When data is entered by humans for humans, the same data may be in multiple places, to help the human keep track of what goes where. This can lead to problems if there is a conflict in the data. A XML represenatation of a crossword, while still human readable, can avoid these errors by having the necessary information in one place. Knowing that some software will probably generate a playable puzzle from the xml file. This is why, for example, the clue numbers are not in the XML, they are generated while building the puzzle.

While the XML outline shows the general structure, it does not describe all of the information necessary for a schema. For this a schema language for XML is helpful. RELAX NG is a schema language for XML with a XML syntax (.rng) and a compact nonXML syntax (.rnc) that can be used to represent schemas. The W3C schema language is XML Schema Document (.xsd).

.rnc - RELAX NG Compact Syntax

default namespace = ""

start =
  element puzzle {
    element crossword {
      attribute language { xsd:language },
      element metadata {
        element title { text },
        element date { xsd:date },
        element creator { text },
        element rights { text }?
        element publisher { text }?
        element identifier { xsd:anyURI }?
        element description { text }?

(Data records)

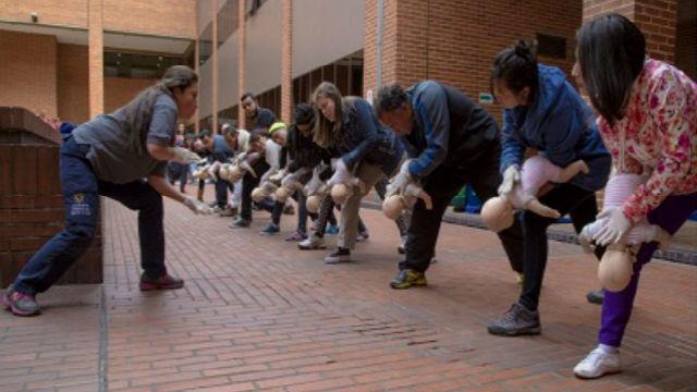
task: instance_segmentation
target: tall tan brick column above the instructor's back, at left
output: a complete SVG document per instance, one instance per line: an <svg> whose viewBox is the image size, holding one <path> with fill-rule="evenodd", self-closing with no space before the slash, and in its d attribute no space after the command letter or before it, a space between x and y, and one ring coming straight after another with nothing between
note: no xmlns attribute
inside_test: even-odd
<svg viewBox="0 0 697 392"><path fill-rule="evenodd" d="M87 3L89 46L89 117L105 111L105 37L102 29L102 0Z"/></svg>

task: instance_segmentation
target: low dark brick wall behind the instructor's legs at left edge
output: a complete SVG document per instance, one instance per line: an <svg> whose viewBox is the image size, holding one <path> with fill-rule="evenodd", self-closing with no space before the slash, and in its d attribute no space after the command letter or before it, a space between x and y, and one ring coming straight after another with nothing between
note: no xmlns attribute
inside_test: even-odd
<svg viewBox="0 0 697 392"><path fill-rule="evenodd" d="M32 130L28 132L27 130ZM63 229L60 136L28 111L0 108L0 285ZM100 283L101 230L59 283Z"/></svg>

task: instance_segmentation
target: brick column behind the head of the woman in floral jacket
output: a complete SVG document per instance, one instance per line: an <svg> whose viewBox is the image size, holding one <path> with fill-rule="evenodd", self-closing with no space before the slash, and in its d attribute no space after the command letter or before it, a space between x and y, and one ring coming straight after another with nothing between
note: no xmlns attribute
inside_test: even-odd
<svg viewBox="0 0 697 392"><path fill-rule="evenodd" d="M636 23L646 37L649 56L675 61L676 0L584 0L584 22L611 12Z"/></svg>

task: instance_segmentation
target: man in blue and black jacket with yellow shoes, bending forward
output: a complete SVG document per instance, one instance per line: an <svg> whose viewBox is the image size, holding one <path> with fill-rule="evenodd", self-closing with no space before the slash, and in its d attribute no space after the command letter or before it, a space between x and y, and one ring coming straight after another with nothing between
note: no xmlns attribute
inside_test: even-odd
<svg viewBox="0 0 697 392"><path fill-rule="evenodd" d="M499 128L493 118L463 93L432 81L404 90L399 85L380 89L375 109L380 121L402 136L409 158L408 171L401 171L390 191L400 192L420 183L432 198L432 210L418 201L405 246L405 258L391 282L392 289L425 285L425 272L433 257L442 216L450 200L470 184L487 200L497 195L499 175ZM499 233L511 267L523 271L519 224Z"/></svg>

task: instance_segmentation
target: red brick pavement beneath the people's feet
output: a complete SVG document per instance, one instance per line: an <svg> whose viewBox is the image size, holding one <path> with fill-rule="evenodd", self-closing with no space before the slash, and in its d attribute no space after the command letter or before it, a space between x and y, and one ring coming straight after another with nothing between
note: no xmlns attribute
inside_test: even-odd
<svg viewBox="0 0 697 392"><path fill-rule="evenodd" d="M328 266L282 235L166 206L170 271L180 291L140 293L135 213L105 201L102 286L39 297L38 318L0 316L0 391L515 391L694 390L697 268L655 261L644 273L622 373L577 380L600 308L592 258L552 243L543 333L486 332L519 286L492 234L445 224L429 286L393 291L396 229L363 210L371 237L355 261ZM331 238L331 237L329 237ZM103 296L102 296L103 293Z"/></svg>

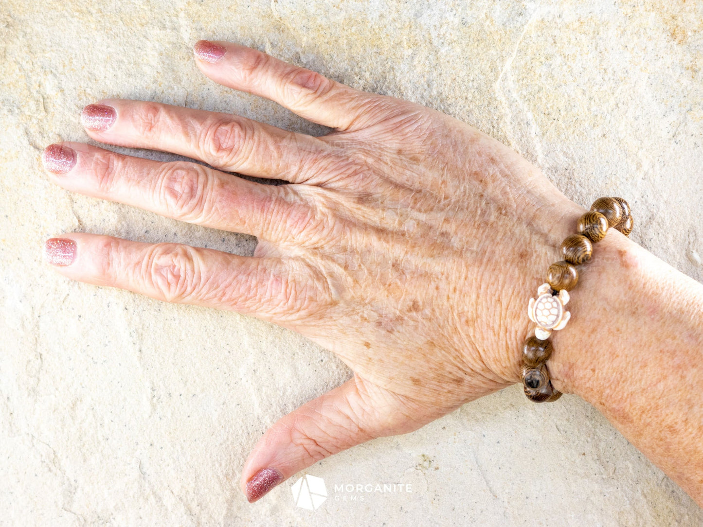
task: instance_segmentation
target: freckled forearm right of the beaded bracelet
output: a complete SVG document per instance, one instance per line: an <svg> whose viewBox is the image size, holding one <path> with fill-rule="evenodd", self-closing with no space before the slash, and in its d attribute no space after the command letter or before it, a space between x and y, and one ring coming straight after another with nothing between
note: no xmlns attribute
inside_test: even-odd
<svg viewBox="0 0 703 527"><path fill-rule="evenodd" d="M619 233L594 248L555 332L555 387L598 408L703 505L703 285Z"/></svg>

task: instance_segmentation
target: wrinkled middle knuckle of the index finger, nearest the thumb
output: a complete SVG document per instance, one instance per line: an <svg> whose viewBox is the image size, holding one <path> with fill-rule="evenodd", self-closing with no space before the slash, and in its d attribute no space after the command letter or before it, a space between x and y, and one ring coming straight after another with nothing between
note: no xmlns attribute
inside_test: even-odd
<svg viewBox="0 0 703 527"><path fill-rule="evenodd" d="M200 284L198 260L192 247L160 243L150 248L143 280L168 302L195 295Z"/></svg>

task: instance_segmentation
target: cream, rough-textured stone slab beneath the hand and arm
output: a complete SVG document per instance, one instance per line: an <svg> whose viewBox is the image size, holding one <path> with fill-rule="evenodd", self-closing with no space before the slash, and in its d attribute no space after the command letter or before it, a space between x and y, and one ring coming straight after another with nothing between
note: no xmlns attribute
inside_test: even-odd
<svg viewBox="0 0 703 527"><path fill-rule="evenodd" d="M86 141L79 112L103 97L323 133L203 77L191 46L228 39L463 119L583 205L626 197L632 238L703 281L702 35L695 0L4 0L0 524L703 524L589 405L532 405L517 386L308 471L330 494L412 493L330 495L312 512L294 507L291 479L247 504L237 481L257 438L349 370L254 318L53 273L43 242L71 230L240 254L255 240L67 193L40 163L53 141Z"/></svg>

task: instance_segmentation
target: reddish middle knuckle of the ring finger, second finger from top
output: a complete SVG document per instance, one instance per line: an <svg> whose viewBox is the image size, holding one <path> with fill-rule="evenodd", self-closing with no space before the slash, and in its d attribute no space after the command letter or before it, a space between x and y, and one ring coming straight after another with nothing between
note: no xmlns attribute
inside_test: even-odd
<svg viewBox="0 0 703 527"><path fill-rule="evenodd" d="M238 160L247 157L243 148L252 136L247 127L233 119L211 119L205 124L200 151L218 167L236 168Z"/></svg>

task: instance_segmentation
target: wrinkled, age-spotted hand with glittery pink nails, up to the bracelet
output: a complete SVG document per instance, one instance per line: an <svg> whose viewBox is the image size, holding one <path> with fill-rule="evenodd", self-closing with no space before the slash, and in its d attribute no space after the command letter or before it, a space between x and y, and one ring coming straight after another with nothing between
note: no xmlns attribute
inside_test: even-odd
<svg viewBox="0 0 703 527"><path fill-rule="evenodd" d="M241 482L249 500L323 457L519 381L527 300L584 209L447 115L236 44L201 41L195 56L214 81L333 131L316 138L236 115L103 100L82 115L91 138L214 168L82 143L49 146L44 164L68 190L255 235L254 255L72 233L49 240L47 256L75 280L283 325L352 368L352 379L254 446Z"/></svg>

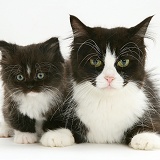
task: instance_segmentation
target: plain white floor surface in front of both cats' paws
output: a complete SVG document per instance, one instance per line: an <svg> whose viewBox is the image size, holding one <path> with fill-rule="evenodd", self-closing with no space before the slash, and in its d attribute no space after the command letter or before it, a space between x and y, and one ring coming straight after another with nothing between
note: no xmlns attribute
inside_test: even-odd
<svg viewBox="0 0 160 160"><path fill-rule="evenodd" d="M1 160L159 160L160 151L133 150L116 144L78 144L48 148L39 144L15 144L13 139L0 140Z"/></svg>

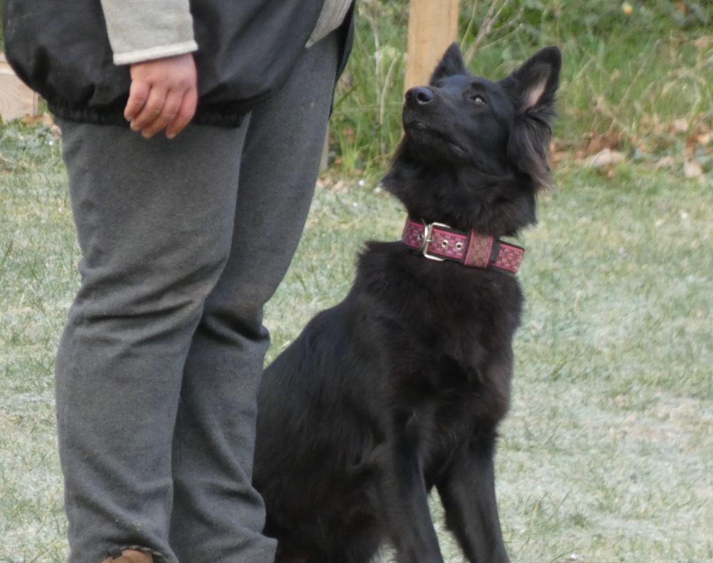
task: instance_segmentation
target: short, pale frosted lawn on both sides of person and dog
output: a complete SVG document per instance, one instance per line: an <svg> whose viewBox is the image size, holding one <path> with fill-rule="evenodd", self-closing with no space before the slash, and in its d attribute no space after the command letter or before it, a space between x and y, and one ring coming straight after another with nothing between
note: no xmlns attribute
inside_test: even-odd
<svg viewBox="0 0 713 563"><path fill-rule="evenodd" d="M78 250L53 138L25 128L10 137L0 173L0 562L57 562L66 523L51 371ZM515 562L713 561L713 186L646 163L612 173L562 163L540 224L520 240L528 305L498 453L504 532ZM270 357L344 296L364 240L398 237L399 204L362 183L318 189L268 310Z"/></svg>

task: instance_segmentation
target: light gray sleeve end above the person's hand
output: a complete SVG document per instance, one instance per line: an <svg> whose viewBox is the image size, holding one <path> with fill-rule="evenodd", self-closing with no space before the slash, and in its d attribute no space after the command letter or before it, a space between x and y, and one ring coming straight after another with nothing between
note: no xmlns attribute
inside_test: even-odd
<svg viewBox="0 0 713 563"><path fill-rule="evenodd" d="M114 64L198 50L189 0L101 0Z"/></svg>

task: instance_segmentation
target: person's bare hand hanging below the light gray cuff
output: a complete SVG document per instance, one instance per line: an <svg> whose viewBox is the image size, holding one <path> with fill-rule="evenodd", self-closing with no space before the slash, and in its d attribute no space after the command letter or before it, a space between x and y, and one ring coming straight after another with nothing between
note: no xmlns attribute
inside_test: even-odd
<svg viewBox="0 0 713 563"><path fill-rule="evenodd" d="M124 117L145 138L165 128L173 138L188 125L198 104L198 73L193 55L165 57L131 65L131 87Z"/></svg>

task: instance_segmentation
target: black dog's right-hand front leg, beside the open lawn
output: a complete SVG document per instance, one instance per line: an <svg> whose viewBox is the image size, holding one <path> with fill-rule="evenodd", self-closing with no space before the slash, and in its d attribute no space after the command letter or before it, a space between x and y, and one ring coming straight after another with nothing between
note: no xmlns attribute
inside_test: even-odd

Work request 1:
For the passage on crossword XML, state whether each statement agrees with it: (a) clue numbers are stored in the XML; (b) RELAX NG has both an XML syntax and a compact non-XML syntax; (c) the XML outline describes all of the information needed for a schema. Answer yes or no for each, quoting the deciding words of the passage.
Work request 2:
Retype the part of the passage on crossword XML that opens with the words containing "When data is" and closes with "building the puzzle.".
The rows are not needed for this work.

Your response 1:
(a) No: "the clue numbers are not in the XML, they are generated while building the puzzle"
(b) Yes: "RELAX NG is a schema language for XML with a XML syntax (.rng) and a compact nonXML syntax (.rnc)"
(c) No: "it does not describe all of the information necessary for a schema"

Your response 2:
When data is entered by humans for humans, the same data may be in multiple places, to help the human keep track of what goes where. This can lead to problems if there is a conflict in the data. A XML represenatation of a crossword, while still human readable, can avoid these errors by having the necessary information in one place. Knowing that some software will probably generate a playable puzzle from the xml file. This is why, for example, the clue numbers are not in the XML, they are generated while building the puzzle.